WHAT NEEDS TO BE DONE
Reproduce the lines starting at the one containing "point_to(query) identifies every instance of the racket grip" and ending at the one containing "x=111, y=201". Replace "racket" with "paddle" and change nothing else.

RECORDS TO PROCESS
# # # # #
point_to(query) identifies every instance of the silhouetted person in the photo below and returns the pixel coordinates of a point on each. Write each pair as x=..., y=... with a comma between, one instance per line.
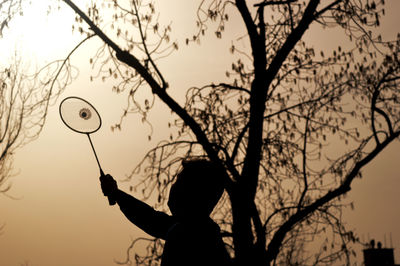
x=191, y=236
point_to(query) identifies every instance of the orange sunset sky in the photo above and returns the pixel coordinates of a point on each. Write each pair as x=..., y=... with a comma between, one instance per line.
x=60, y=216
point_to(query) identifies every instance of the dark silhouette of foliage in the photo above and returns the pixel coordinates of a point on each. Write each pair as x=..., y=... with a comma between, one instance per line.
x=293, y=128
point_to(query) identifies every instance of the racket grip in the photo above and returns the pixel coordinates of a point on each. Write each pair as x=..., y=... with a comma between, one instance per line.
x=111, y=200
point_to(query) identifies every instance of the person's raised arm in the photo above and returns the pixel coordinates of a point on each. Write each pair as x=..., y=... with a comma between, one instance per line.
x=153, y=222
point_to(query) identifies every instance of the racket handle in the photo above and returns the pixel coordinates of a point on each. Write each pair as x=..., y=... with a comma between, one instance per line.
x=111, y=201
# # # # #
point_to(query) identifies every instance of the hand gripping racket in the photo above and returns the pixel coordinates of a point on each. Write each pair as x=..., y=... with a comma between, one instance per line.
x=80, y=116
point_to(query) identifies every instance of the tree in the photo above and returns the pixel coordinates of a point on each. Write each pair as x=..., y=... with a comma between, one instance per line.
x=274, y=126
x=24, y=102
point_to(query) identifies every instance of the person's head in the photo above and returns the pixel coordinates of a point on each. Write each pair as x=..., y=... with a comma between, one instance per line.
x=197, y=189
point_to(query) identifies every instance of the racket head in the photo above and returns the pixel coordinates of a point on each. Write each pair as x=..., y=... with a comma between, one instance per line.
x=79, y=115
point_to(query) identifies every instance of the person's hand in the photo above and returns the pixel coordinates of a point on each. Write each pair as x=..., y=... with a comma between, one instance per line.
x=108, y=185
# # # # #
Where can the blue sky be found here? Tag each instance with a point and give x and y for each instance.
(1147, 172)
# # # # #
THE OUTPUT
point_to(query) identifies every instance of the paddle grip in the photo above and returns the pixel coordinates of a point on each. Write each pair as x=..., y=... with a comma between, one instance per line.
x=111, y=200
point_to(query) identifies every instance of the person's raised arm in the photo above and returns the pixel coordinates of a point on each. Write each pair as x=..., y=... with a comma between, one instance per line.
x=153, y=222
point_to(query) identifies every instance of the paddle handle in the photo above and returns the pixel coordinates of a point on each. Write each pair as x=..., y=... with a comma between, one instance per line.
x=111, y=201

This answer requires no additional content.